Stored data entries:
^^^^^^^^^^^^^^^^

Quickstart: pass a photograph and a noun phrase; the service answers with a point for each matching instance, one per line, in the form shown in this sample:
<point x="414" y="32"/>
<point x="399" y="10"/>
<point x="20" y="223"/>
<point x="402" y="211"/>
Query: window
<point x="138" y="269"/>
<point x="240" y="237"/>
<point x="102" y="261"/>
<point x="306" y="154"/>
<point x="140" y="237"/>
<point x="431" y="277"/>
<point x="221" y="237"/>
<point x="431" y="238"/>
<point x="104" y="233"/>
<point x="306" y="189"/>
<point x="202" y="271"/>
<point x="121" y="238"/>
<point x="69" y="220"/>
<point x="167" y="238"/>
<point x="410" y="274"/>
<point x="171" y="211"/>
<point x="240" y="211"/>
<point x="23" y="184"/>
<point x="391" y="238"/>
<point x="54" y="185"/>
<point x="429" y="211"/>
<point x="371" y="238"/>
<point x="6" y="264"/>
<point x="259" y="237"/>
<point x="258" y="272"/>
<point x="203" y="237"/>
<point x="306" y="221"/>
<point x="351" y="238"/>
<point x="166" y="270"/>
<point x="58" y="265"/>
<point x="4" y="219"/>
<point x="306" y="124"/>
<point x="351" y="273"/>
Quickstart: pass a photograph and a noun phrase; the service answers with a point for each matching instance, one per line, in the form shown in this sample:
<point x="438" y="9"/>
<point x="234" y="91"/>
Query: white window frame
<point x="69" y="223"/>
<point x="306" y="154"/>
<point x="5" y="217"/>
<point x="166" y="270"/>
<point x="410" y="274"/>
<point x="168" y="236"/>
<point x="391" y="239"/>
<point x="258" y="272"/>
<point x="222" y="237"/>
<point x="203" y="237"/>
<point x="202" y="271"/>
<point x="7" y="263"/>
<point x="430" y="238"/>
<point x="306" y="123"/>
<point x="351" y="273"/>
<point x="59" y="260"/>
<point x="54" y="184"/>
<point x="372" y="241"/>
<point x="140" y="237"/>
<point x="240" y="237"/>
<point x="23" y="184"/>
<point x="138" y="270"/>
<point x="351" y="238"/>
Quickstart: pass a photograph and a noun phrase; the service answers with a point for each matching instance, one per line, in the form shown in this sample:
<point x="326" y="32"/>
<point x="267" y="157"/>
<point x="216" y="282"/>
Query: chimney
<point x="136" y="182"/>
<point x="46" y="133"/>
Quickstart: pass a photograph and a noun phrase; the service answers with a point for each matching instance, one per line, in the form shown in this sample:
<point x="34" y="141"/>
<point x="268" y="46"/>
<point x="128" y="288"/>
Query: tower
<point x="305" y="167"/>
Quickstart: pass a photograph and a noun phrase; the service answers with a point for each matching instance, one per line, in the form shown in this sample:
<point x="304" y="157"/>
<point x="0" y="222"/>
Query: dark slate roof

^^^^^^^^^^^^^^^^

* **Action item**: In full and without alteration, return every line above.

* **Expected output**:
Quickstart: pass a photograph and a noun phrase; the service answers with a point for each matching instance, one per line, in the form shown in this sample:
<point x="414" y="32"/>
<point x="399" y="10"/>
<point x="20" y="223"/>
<point x="402" y="211"/>
Query: window
<point x="138" y="269"/>
<point x="240" y="237"/>
<point x="102" y="261"/>
<point x="306" y="154"/>
<point x="140" y="237"/>
<point x="431" y="277"/>
<point x="221" y="237"/>
<point x="431" y="238"/>
<point x="104" y="233"/>
<point x="306" y="189"/>
<point x="202" y="271"/>
<point x="121" y="238"/>
<point x="69" y="220"/>
<point x="167" y="238"/>
<point x="410" y="274"/>
<point x="171" y="211"/>
<point x="240" y="211"/>
<point x="23" y="184"/>
<point x="391" y="238"/>
<point x="54" y="185"/>
<point x="429" y="211"/>
<point x="371" y="238"/>
<point x="6" y="264"/>
<point x="259" y="237"/>
<point x="258" y="272"/>
<point x="203" y="237"/>
<point x="306" y="221"/>
<point x="351" y="238"/>
<point x="166" y="270"/>
<point x="58" y="265"/>
<point x="4" y="219"/>
<point x="306" y="124"/>
<point x="351" y="273"/>
Quickstart: pass a photograph and a noun phrase; the service answers with a point for each matching instance, one per line, in the form shown in this sample:
<point x="438" y="9"/>
<point x="234" y="91"/>
Query: white window frame
<point x="69" y="223"/>
<point x="306" y="154"/>
<point x="5" y="217"/>
<point x="166" y="270"/>
<point x="410" y="274"/>
<point x="168" y="236"/>
<point x="391" y="239"/>
<point x="258" y="272"/>
<point x="222" y="237"/>
<point x="203" y="237"/>
<point x="202" y="271"/>
<point x="7" y="263"/>
<point x="430" y="238"/>
<point x="306" y="123"/>
<point x="351" y="273"/>
<point x="59" y="260"/>
<point x="54" y="184"/>
<point x="372" y="241"/>
<point x="140" y="237"/>
<point x="240" y="237"/>
<point x="23" y="184"/>
<point x="138" y="270"/>
<point x="351" y="238"/>
Quickstart: pass a photograph and a noun phrase; the service answers with a point for each matching instance, one per line, in the form shown in this sample:
<point x="326" y="32"/>
<point x="267" y="157"/>
<point x="216" y="282"/>
Query: chimney
<point x="136" y="182"/>
<point x="46" y="133"/>
Quickstart: pass a photograph and a noun phrase; the service answers with a point for each matching instance, one per line, in the form shown in this sample:
<point x="34" y="141"/>
<point x="268" y="46"/>
<point x="128" y="288"/>
Query: tower
<point x="305" y="167"/>
Quickstart: pass a photograph and a noun phrase; the service answers with a point for each matching instance, one per line, in the form shown in this sample:
<point x="304" y="157"/>
<point x="0" y="222"/>
Query: dark slate roof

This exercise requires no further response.